What needs to be done: Which lines in the entries below contain the word "window", with case counting? Pick out each of those lines and copy it in full.

Stored records:
○ ○ ○ ○

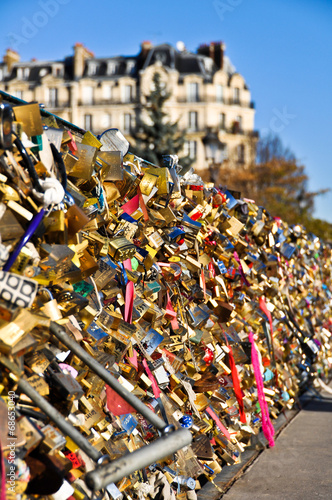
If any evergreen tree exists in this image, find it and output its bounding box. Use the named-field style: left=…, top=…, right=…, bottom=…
left=132, top=73, right=192, bottom=167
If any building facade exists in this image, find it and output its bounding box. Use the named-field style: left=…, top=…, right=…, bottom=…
left=0, top=42, right=258, bottom=174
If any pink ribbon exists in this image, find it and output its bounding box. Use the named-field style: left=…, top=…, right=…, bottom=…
left=249, top=332, right=274, bottom=447
left=143, top=358, right=161, bottom=399
left=233, top=251, right=251, bottom=286
left=205, top=406, right=231, bottom=441
left=0, top=443, right=7, bottom=500
left=123, top=259, right=135, bottom=323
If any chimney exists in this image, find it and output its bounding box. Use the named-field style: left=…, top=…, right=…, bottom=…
left=3, top=49, right=20, bottom=73
left=197, top=42, right=226, bottom=69
left=74, top=43, right=94, bottom=78
left=140, top=40, right=152, bottom=59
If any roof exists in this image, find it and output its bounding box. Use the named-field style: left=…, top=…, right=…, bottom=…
left=0, top=43, right=235, bottom=82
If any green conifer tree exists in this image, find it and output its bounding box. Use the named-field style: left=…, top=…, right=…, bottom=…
left=132, top=72, right=193, bottom=167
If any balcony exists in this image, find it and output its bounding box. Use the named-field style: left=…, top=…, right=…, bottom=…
left=176, top=96, right=255, bottom=109
left=45, top=101, right=70, bottom=109
left=78, top=97, right=140, bottom=106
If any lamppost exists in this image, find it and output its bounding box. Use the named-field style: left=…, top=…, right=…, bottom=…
left=203, top=130, right=225, bottom=184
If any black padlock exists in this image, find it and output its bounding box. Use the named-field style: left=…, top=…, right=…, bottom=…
left=45, top=362, right=84, bottom=401
left=0, top=103, right=14, bottom=149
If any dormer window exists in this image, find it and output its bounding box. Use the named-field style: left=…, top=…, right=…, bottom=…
left=53, top=66, right=63, bottom=78
left=17, top=68, right=29, bottom=80
left=88, top=63, right=98, bottom=76
left=127, top=61, right=135, bottom=74
left=107, top=61, right=117, bottom=75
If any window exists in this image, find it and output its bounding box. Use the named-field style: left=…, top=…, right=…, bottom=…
left=236, top=116, right=242, bottom=132
left=48, top=88, right=58, bottom=108
left=84, top=115, right=92, bottom=130
left=122, top=85, right=133, bottom=102
left=123, top=113, right=132, bottom=134
left=188, top=111, right=198, bottom=131
left=187, top=82, right=199, bottom=102
left=237, top=144, right=244, bottom=163
left=102, top=114, right=112, bottom=130
left=216, top=84, right=224, bottom=102
left=184, top=141, right=197, bottom=159
left=103, top=85, right=112, bottom=99
left=107, top=61, right=117, bottom=75
left=127, top=61, right=135, bottom=73
left=233, top=87, right=240, bottom=104
left=88, top=62, right=98, bottom=76
left=83, top=87, right=93, bottom=104
left=219, top=113, right=226, bottom=130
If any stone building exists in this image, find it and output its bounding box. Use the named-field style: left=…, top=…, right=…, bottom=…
left=0, top=42, right=258, bottom=174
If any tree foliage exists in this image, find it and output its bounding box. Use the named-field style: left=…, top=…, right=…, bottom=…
left=219, top=136, right=332, bottom=241
left=133, top=72, right=192, bottom=167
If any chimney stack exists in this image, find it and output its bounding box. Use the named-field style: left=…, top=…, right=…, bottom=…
left=140, top=40, right=152, bottom=59
left=74, top=43, right=94, bottom=78
left=3, top=49, right=20, bottom=73
left=197, top=42, right=226, bottom=69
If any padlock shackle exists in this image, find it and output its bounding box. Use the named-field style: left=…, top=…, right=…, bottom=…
left=50, top=321, right=167, bottom=432
left=85, top=429, right=192, bottom=491
left=18, top=378, right=102, bottom=462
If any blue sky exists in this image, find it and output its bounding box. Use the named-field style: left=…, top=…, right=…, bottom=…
left=0, top=0, right=332, bottom=222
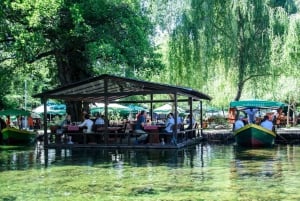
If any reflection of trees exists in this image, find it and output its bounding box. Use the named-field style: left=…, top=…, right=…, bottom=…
left=0, top=149, right=36, bottom=171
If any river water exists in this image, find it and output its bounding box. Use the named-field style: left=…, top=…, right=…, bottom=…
left=0, top=144, right=300, bottom=201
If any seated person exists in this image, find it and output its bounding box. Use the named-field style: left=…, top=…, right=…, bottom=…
left=78, top=114, right=94, bottom=133
left=159, top=113, right=175, bottom=142
left=260, top=115, right=273, bottom=131
left=233, top=116, right=245, bottom=131
left=245, top=108, right=258, bottom=124
left=134, top=110, right=148, bottom=142
left=185, top=114, right=196, bottom=129
left=95, top=113, right=105, bottom=126
left=61, top=114, right=71, bottom=127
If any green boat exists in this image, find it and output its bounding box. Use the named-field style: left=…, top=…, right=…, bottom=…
left=233, top=124, right=276, bottom=147
left=1, top=128, right=37, bottom=146
left=230, top=100, right=286, bottom=147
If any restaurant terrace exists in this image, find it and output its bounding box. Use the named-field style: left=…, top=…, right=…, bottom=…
left=34, top=74, right=211, bottom=148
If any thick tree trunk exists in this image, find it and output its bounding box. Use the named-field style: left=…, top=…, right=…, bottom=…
left=55, top=39, right=90, bottom=121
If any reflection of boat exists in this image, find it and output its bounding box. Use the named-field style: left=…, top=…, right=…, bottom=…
left=230, top=100, right=285, bottom=147
left=1, top=128, right=37, bottom=145
left=231, top=147, right=277, bottom=178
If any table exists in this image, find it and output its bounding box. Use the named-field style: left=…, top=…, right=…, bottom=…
left=144, top=125, right=160, bottom=143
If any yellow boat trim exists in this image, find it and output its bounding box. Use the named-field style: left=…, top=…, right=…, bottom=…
left=234, top=124, right=276, bottom=137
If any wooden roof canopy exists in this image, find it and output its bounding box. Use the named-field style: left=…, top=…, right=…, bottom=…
left=33, top=74, right=211, bottom=103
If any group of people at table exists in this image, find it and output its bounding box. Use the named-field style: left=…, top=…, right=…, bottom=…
left=234, top=108, right=275, bottom=131
left=134, top=110, right=195, bottom=144
left=57, top=110, right=195, bottom=144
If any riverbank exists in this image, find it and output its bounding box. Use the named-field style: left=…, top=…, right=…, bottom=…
left=202, top=127, right=300, bottom=144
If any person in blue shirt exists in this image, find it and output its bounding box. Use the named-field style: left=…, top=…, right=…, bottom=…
left=134, top=110, right=148, bottom=143
left=244, top=108, right=258, bottom=124
left=260, top=115, right=273, bottom=131
left=233, top=116, right=245, bottom=130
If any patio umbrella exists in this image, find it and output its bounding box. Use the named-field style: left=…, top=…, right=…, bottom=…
left=0, top=109, right=30, bottom=116
left=32, top=104, right=67, bottom=115
left=90, top=103, right=131, bottom=113
left=128, top=104, right=148, bottom=113
left=153, top=104, right=185, bottom=114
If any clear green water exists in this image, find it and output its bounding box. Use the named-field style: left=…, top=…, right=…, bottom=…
left=0, top=144, right=300, bottom=201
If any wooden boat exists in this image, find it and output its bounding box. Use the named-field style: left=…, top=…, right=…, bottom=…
left=230, top=100, right=285, bottom=147
left=1, top=127, right=37, bottom=145
left=233, top=124, right=276, bottom=147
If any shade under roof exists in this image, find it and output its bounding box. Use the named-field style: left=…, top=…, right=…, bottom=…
left=33, top=74, right=211, bottom=102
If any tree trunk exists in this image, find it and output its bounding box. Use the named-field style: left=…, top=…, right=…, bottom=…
left=55, top=39, right=91, bottom=121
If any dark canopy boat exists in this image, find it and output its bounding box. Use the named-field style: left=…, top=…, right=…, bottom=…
left=230, top=100, right=285, bottom=147
left=0, top=109, right=37, bottom=146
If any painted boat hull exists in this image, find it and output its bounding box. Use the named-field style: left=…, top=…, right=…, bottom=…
left=1, top=128, right=37, bottom=145
left=233, top=124, right=276, bottom=147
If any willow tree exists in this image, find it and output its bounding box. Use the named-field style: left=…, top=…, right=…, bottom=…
left=1, top=0, right=162, bottom=119
left=169, top=0, right=296, bottom=103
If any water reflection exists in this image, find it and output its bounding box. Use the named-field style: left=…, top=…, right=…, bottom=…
left=232, top=147, right=280, bottom=178
left=0, top=144, right=300, bottom=200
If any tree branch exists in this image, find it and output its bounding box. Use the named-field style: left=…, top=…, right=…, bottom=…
left=27, top=50, right=55, bottom=64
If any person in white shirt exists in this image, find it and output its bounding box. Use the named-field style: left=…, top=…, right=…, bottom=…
left=244, top=108, right=258, bottom=124
left=95, top=114, right=104, bottom=125
left=165, top=113, right=175, bottom=133
left=234, top=116, right=245, bottom=131
left=78, top=114, right=94, bottom=133
left=260, top=115, right=273, bottom=131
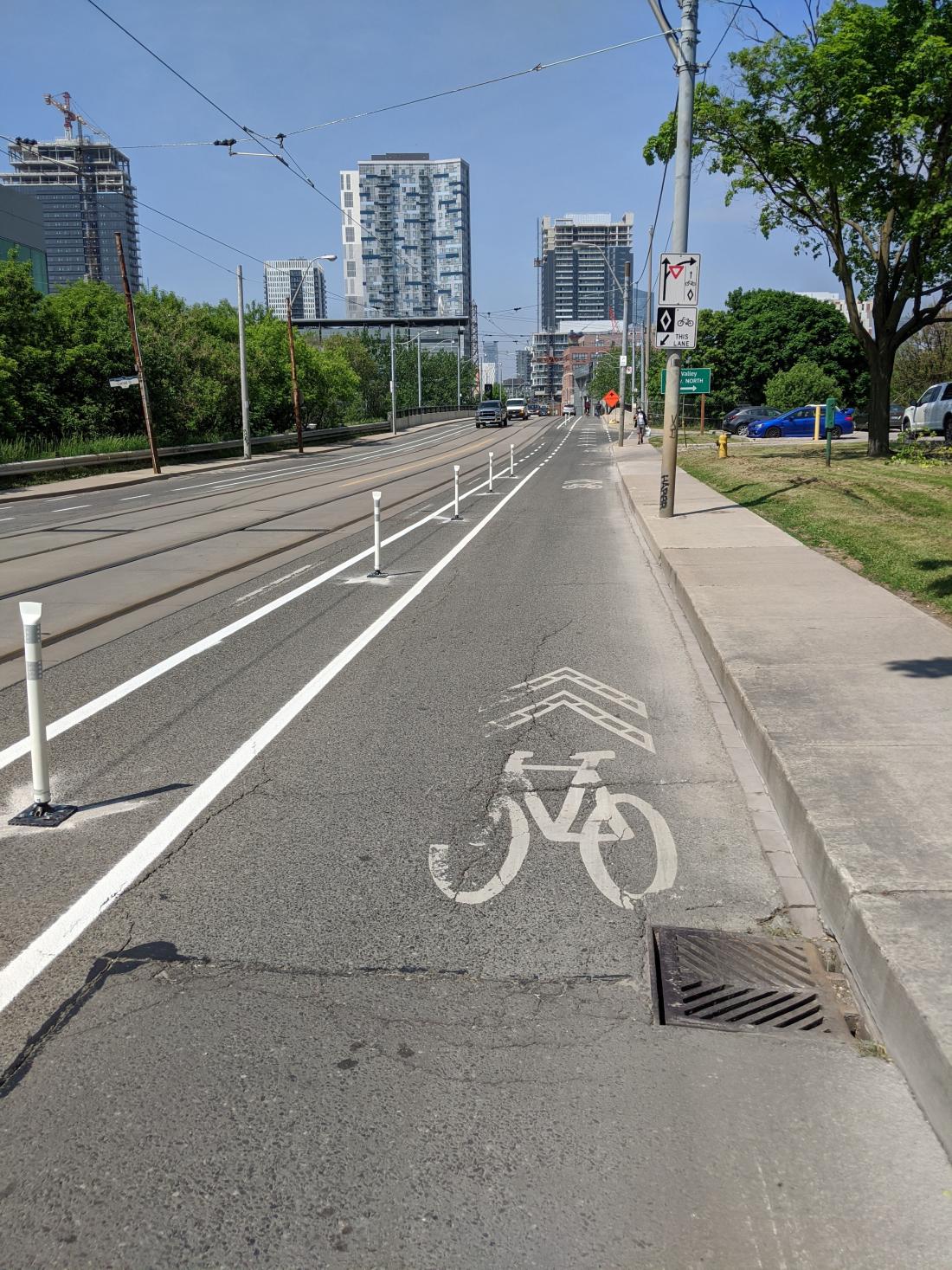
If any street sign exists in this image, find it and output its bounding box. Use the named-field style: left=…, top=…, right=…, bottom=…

○ ○ ○ ○

Answer to the problem:
If any dormer window exists in this image, find it and output its bounding box. Use the named-field style: left=…, top=…, right=…, bottom=…
If any window exists in this image, find it and output its bounding box. Use the named-field style: left=…, top=…, right=…, bottom=…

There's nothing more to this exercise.